_Work order_
Filter the listing below down to the lines with the word "frame" and copy those.

-=-=-

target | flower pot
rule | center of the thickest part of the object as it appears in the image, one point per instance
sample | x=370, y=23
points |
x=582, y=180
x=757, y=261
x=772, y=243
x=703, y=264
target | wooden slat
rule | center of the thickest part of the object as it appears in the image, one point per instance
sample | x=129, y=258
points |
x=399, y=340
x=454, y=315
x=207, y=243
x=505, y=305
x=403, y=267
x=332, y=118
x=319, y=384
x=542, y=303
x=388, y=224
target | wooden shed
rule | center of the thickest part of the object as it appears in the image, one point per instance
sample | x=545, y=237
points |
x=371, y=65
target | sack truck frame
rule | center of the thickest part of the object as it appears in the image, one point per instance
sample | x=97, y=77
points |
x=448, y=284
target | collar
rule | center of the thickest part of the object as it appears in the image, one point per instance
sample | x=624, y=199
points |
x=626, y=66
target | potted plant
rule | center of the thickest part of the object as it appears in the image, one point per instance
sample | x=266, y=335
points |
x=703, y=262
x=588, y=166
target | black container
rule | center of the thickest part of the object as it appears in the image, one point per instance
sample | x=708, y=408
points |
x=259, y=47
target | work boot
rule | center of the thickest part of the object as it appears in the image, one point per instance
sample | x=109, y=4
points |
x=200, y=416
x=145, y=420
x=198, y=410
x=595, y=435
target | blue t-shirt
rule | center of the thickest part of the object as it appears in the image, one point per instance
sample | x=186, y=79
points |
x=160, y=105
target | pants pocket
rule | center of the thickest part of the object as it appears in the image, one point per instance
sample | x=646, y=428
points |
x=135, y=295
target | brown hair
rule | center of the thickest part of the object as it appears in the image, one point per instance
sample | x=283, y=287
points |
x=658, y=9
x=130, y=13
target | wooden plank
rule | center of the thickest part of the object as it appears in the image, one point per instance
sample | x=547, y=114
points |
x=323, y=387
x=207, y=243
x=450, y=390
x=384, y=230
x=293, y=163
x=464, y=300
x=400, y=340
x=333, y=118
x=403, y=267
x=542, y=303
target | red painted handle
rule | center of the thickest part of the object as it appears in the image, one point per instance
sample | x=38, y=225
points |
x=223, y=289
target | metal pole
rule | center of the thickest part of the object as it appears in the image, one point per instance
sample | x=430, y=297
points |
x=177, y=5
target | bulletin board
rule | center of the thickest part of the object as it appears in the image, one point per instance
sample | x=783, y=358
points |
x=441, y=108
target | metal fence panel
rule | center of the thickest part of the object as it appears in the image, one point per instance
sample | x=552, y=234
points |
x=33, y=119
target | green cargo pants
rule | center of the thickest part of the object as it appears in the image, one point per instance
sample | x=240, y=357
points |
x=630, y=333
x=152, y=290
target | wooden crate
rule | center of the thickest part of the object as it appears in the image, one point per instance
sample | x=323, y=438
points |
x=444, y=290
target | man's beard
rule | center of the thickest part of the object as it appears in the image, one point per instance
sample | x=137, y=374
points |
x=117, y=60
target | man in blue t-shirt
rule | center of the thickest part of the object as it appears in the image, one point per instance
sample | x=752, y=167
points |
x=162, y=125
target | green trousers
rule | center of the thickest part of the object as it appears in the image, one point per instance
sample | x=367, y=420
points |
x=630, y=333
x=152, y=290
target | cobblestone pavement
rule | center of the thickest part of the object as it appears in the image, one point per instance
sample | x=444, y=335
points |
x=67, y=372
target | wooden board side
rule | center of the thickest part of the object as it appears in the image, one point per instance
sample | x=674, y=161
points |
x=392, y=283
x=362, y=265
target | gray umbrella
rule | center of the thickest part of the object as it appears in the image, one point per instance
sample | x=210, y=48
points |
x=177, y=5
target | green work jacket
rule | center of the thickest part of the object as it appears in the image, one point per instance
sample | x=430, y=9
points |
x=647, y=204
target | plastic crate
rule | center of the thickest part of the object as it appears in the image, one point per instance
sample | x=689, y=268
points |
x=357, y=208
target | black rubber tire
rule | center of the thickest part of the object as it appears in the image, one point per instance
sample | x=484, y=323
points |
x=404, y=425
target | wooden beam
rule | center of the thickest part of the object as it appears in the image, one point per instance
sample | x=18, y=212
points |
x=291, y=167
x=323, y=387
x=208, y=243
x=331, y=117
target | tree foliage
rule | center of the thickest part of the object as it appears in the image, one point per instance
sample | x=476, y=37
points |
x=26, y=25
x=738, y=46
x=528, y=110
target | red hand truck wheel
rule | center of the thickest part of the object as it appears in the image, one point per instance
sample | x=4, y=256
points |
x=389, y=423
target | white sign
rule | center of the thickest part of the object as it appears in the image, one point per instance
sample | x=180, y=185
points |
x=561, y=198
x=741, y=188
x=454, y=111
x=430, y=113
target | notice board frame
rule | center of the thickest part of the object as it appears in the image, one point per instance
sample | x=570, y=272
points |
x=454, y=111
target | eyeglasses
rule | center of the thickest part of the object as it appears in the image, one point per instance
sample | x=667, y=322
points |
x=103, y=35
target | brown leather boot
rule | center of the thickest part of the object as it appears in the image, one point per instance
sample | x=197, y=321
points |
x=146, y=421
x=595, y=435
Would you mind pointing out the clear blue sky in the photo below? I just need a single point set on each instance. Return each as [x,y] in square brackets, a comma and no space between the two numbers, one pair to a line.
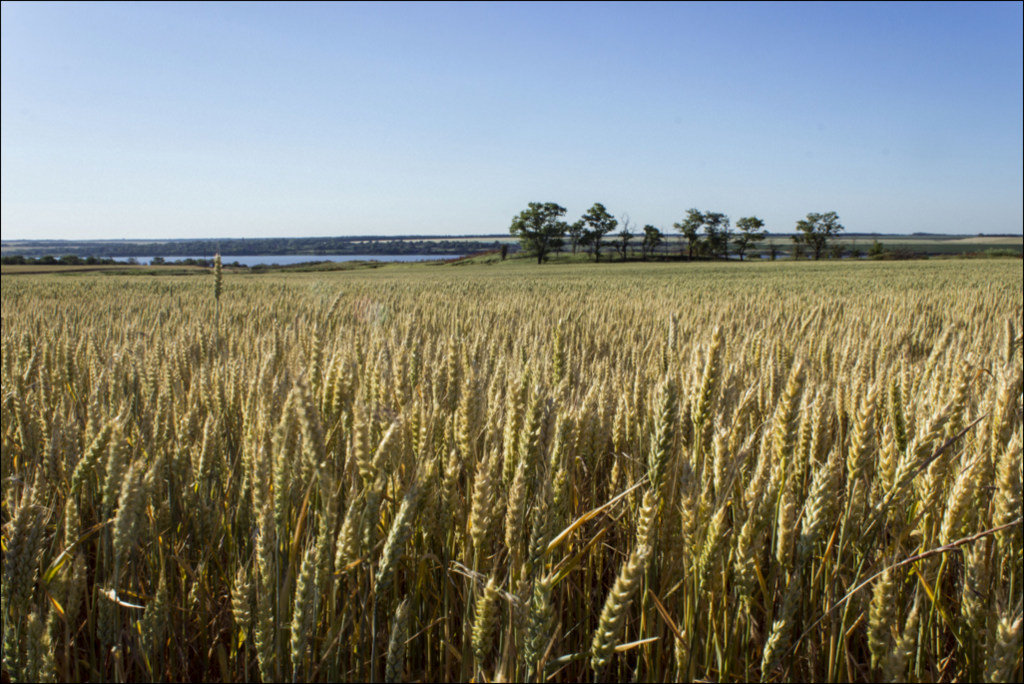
[139,120]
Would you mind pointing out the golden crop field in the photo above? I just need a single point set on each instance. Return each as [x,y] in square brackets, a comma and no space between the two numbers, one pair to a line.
[711,471]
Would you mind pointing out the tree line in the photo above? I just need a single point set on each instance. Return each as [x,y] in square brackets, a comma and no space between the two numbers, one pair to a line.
[709,234]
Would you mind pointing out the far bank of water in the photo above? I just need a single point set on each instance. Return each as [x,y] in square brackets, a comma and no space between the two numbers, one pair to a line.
[288,259]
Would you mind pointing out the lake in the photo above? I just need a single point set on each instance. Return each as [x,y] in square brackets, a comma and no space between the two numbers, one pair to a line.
[286,259]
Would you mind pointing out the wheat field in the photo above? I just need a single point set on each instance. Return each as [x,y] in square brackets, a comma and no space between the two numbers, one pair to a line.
[728,472]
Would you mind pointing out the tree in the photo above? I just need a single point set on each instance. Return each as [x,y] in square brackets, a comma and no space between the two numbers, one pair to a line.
[576,231]
[601,223]
[625,236]
[539,228]
[690,227]
[751,231]
[718,233]
[651,239]
[815,231]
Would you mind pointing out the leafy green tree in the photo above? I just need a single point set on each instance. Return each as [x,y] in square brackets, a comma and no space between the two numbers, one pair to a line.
[751,231]
[651,239]
[690,227]
[815,231]
[576,231]
[718,233]
[625,236]
[539,228]
[600,223]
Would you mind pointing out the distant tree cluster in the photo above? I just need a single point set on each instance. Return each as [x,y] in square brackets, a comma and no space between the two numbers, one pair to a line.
[708,233]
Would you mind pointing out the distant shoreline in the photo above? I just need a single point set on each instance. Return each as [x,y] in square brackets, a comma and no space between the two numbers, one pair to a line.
[438,247]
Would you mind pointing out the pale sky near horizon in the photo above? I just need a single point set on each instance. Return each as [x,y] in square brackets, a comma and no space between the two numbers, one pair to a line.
[193,120]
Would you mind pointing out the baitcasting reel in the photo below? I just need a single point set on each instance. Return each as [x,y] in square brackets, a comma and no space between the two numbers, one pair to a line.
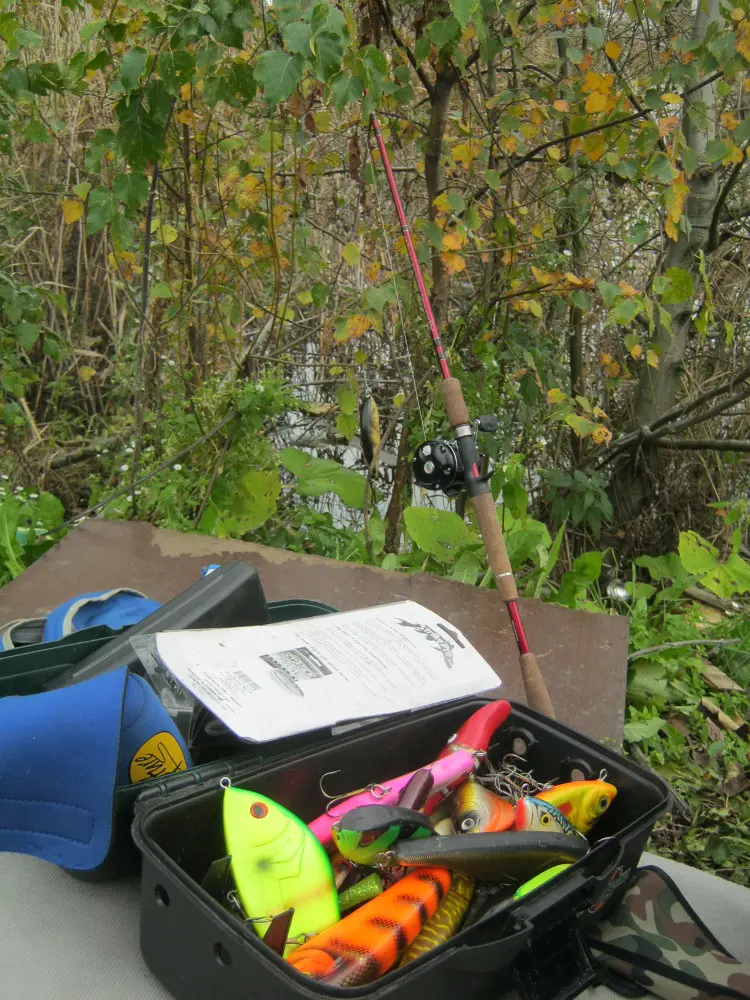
[437,465]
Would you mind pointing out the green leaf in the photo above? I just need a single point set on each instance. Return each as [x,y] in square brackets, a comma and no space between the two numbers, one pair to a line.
[717,149]
[463,10]
[256,498]
[608,292]
[347,401]
[439,533]
[679,286]
[132,189]
[297,35]
[467,568]
[27,335]
[696,554]
[50,511]
[132,66]
[625,311]
[141,136]
[586,570]
[90,30]
[329,53]
[278,74]
[176,69]
[636,732]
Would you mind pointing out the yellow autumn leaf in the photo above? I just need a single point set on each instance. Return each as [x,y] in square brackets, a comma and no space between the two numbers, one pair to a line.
[594,147]
[613,50]
[453,262]
[72,210]
[595,102]
[453,240]
[465,153]
[356,325]
[742,40]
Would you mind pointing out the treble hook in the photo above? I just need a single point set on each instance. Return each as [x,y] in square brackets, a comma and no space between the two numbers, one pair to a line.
[377,791]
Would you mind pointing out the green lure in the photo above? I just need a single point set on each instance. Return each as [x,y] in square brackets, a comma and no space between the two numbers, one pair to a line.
[362,892]
[366,831]
[538,880]
[277,865]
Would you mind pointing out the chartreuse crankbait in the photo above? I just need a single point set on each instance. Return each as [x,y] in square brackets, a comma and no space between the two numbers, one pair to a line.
[370,941]
[364,833]
[536,814]
[538,880]
[361,892]
[446,921]
[580,802]
[475,809]
[277,865]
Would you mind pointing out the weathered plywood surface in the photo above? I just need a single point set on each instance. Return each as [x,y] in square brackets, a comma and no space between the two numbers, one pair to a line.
[583,656]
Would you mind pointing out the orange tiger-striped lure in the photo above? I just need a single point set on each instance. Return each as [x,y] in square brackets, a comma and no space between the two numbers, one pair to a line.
[446,920]
[369,942]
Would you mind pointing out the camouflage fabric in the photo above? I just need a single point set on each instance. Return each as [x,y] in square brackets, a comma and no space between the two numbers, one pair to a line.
[656,939]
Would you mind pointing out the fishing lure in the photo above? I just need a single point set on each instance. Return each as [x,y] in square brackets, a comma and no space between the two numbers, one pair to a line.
[420,785]
[369,942]
[277,865]
[580,802]
[362,892]
[536,814]
[446,921]
[538,880]
[493,857]
[474,735]
[445,772]
[477,810]
[365,832]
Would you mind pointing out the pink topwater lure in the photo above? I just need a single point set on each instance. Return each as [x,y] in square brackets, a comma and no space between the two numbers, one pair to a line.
[474,735]
[445,772]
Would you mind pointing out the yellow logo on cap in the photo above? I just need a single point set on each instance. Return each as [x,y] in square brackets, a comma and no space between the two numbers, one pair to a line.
[159,755]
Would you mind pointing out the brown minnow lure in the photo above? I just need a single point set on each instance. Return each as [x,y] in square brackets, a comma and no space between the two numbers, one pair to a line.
[446,921]
[475,809]
[493,857]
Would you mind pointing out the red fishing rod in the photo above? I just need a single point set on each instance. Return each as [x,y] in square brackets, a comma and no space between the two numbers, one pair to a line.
[476,485]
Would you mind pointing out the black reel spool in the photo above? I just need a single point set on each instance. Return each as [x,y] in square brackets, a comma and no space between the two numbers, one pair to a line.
[437,465]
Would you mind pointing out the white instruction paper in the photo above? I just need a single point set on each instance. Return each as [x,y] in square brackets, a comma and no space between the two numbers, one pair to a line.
[269,681]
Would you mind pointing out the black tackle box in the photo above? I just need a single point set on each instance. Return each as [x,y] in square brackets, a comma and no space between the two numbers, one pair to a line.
[198,949]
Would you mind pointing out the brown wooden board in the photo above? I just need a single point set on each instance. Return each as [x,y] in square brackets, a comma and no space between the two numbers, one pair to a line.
[583,656]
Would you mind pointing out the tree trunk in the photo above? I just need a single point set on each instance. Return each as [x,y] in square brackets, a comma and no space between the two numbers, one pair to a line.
[658,388]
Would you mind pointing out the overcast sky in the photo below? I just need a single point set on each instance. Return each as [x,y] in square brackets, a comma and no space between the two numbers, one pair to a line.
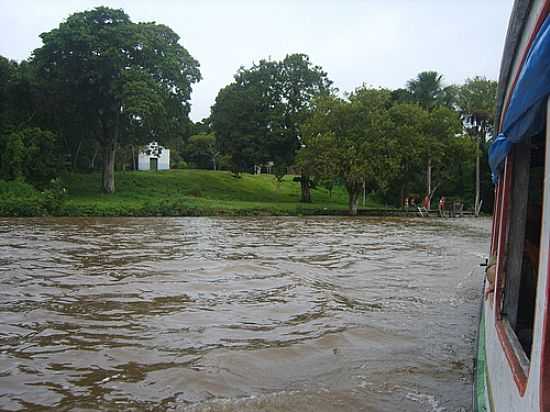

-=-=-

_Completed task_
target | sack truck frame
target | notice board frame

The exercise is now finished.